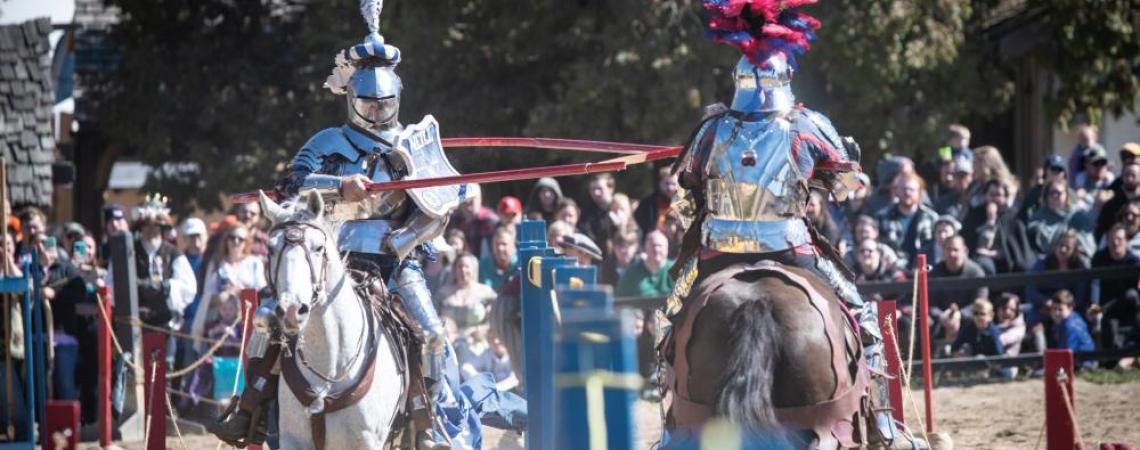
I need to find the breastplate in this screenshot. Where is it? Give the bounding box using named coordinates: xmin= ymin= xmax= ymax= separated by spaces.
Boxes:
xmin=705 ymin=116 xmax=808 ymax=221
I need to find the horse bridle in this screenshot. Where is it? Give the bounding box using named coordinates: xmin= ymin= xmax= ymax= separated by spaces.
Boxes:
xmin=266 ymin=221 xmax=331 ymax=306
xmin=266 ymin=221 xmax=369 ymax=383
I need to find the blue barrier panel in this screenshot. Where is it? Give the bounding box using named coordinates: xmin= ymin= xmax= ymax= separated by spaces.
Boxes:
xmin=515 ymin=220 xmax=546 ymax=248
xmin=0 ymin=264 xmax=38 ymax=450
xmin=555 ymin=287 xmax=642 ymax=450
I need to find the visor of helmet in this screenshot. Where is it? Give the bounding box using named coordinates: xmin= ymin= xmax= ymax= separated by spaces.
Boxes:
xmin=352 ymin=96 xmax=400 ymax=125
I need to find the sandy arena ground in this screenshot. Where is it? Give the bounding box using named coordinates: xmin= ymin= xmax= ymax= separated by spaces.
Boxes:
xmin=117 ymin=379 xmax=1140 ymax=450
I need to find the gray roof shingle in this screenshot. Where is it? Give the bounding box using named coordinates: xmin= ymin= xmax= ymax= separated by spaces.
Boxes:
xmin=0 ymin=18 xmax=56 ymax=207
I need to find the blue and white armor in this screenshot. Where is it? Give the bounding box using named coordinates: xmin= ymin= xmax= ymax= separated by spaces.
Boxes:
xmin=669 ymin=55 xmax=896 ymax=440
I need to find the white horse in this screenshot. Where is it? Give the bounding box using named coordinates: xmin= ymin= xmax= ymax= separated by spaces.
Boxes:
xmin=261 ymin=193 xmax=408 ymax=449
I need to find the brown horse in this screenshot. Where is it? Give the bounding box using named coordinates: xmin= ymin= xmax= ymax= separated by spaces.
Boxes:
xmin=665 ymin=262 xmax=869 ymax=448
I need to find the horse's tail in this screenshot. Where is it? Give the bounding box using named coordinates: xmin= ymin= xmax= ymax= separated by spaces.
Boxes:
xmin=714 ymin=297 xmax=779 ymax=431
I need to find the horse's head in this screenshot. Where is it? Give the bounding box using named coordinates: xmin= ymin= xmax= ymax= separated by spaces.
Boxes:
xmin=261 ymin=191 xmax=342 ymax=335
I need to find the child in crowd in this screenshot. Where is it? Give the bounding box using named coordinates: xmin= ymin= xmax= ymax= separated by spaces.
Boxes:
xmin=1050 ymin=289 xmax=1096 ymax=352
xmin=952 ymin=297 xmax=1004 ymax=357
xmin=206 ymin=291 xmax=242 ymax=357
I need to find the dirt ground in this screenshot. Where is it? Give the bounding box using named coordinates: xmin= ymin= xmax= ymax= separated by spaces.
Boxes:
xmin=113 ymin=379 xmax=1140 ymax=450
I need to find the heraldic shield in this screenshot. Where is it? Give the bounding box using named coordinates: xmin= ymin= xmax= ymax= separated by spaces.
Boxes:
xmin=396 ymin=114 xmax=466 ymax=219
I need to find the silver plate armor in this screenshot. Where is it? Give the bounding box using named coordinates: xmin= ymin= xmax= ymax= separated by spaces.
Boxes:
xmin=702 ymin=115 xmax=811 ymax=253
xmin=396 ymin=115 xmax=466 ymax=219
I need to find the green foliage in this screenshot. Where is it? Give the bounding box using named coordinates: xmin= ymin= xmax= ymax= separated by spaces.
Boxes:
xmin=96 ymin=0 xmax=1140 ymax=213
xmin=1037 ymin=0 xmax=1140 ymax=125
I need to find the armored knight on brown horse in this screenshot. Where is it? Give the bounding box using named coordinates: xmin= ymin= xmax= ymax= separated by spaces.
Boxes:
xmin=661 ymin=0 xmax=925 ymax=448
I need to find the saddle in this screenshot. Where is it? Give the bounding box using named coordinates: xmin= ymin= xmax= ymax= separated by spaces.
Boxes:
xmin=660 ymin=261 xmax=870 ymax=447
xmin=282 ymin=270 xmax=433 ymax=450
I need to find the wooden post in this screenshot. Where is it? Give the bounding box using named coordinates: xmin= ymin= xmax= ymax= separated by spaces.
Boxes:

·····

*Set exercise:* Can you write out, with no changes, the stretch of the records above from the line containing "I need to find the blue barrier" through the line containing "xmin=0 ymin=18 xmax=56 ymax=207", including both of those lines?

*The output:*
I need to find the blue barrier panel in this screenshot. Where is it? Give the bounding box using named coordinates: xmin= ymin= xmax= ymax= separated by spaces.
Boxes:
xmin=515 ymin=220 xmax=546 ymax=248
xmin=0 ymin=264 xmax=38 ymax=450
xmin=555 ymin=287 xmax=642 ymax=450
I need to find the visor of helmet in this screenshot. Where is it? Give the bounding box using named coordinates: xmin= ymin= xmax= ymax= separated by spaces.
Boxes:
xmin=352 ymin=96 xmax=400 ymax=125
I need to find the sandy arena ground in this screenshot. Where is it? Give the bounding box using named coordinates: xmin= ymin= xmax= ymax= separated by spaces.
Boxes:
xmin=117 ymin=379 xmax=1140 ymax=450
I need to find the gray roof shingle in this screenshot. Where is it? Give the bounding box using named coordinates: xmin= ymin= xmax= ymax= separated by spaces.
Boxes:
xmin=0 ymin=18 xmax=56 ymax=207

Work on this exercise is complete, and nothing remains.